Top of Input data
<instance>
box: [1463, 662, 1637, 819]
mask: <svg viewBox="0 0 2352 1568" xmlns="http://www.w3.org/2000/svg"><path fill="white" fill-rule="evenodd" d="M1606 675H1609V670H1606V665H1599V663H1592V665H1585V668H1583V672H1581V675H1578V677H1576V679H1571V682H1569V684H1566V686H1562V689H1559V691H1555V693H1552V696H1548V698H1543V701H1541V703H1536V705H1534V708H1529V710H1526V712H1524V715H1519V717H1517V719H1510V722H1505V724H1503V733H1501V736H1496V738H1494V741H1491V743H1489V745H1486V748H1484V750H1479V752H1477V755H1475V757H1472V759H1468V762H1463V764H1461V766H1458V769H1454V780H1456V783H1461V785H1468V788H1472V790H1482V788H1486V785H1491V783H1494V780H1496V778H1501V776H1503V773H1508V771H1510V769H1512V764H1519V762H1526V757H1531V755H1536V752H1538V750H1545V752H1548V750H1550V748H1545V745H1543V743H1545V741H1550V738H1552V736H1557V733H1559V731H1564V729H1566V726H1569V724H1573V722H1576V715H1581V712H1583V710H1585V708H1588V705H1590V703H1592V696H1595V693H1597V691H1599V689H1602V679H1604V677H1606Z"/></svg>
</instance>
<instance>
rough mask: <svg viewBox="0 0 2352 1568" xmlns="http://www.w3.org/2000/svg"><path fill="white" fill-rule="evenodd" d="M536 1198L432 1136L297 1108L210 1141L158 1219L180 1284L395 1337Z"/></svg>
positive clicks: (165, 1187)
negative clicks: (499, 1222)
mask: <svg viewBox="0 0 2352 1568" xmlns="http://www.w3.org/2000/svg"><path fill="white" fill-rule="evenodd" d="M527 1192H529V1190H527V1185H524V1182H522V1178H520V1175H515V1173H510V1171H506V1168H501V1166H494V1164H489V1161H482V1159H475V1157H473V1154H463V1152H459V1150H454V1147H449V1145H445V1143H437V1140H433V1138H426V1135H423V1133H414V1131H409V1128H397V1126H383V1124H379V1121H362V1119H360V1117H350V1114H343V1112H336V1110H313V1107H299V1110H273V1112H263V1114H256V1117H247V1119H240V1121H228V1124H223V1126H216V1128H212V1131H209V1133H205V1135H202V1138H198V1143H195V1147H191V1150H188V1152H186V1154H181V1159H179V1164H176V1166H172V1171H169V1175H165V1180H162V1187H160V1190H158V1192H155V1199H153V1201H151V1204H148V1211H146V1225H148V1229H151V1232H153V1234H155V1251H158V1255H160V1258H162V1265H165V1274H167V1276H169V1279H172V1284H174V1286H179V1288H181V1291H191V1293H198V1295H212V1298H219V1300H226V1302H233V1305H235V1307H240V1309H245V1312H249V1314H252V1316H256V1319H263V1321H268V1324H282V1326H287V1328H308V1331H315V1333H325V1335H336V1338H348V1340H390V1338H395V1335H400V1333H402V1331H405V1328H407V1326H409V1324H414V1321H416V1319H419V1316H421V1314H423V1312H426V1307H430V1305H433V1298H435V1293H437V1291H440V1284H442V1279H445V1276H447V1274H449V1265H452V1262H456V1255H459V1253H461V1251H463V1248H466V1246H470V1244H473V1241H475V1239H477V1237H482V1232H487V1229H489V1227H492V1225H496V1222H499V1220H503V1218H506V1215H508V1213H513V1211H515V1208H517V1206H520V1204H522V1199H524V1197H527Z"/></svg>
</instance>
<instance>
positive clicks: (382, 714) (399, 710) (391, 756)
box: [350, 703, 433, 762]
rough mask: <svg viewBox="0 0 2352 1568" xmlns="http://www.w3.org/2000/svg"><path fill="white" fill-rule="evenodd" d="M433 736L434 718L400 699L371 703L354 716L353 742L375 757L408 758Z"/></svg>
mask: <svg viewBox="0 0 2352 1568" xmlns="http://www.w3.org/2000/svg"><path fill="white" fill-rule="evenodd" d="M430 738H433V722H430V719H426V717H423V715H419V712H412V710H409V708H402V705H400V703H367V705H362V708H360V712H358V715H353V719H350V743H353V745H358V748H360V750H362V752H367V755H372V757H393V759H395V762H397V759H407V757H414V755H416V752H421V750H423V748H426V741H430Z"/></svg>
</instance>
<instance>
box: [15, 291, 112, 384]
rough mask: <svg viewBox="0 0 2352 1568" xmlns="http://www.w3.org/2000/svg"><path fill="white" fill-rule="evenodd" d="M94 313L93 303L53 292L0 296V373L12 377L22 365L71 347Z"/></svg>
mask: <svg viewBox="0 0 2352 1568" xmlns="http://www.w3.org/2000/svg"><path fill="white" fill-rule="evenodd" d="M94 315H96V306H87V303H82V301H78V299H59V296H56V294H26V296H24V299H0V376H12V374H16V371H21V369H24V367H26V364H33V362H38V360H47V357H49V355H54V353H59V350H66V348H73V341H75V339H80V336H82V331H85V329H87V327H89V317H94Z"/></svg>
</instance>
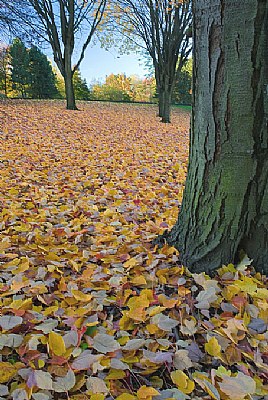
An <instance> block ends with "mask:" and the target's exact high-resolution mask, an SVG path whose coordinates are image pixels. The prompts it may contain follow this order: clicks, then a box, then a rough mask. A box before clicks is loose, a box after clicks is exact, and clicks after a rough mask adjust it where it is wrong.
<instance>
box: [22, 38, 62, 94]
Bottom of Input data
Problem statement: Pick out, from the lines above, every one that contains the string "positive".

Exercise result:
positive clicks: (165, 1187)
positive clicks: (382, 714) (399, 710) (391, 756)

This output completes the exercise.